** ACTIVITY **
Render the sentence "Pretrained models are not included in this repo." from the patch below into Spanish.

** TEXT BLOCK **

——————

From 9397c03716e582f9eaf8b3e00bc2f0eeb406aeb1 Mon Sep 17 00:00:00 2001
From: Mergen Nachin <mnachin@meta.com>
Date: Fri, 18 Oct 2024 14:04:51 -0700
Subject: [PATCH] Refactor out llama2 specific content out of Llama readme

Summary: Llama2 is "obselete", let's migrate to existing llama2 readme.md page

Differential Revision: D64618486
---
 examples/models/llama/README.md  | 42 ++++----------------------
 examples/models/llama2/README.md | 52 +++++++++++++++++++++++++++++++-
 2 files changed, 57 insertions(+), 37 deletions(-)

diff --git a/examples/models/llama/README.md b/examples/models/llama/README.md
index 29d468543a6..11c5c7b8179 100644
--- a/examples/models/llama/README.md
+++ b/examples/models/llama/README.md
@@ -6,7 +6,7 @@ Here are supported models:
 - Llama 3.2 1B and 3B
 - Llama 3.1 8B
 - Llama 3 8B
-- Llama 2 7B
+- [Llama 2 7B](../llama2/README.md)
 
 Pretrained models are not included in this repo. Users are suggested to download them [here](https://ai.meta.com/resources/models-and-libraries/llama-downloads/).
 
@@ -22,7 +22,7 @@ Please note that the models are subject to the [Llama 2 Acceptable Use Policy](h
 
 # Results
 
-Since Llama 2 7B or Llama 3 8B model needs at least 4-bit quantization to fit even within some of the highend phones, results presented here correspond to 4-bit groupwise post-training quantized model.

——————

** INFORMATION SUPPLIED **
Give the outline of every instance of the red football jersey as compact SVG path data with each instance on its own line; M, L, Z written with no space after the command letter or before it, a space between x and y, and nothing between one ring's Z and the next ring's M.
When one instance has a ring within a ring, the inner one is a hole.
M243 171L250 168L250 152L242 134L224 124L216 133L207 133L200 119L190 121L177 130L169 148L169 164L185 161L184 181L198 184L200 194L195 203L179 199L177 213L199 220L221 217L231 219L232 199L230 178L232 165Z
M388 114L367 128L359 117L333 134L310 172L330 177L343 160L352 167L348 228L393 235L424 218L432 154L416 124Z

——————

** ANSWER TO THE PROBLEM **
Los modelos preentrenados no están incluidos en este repositorio.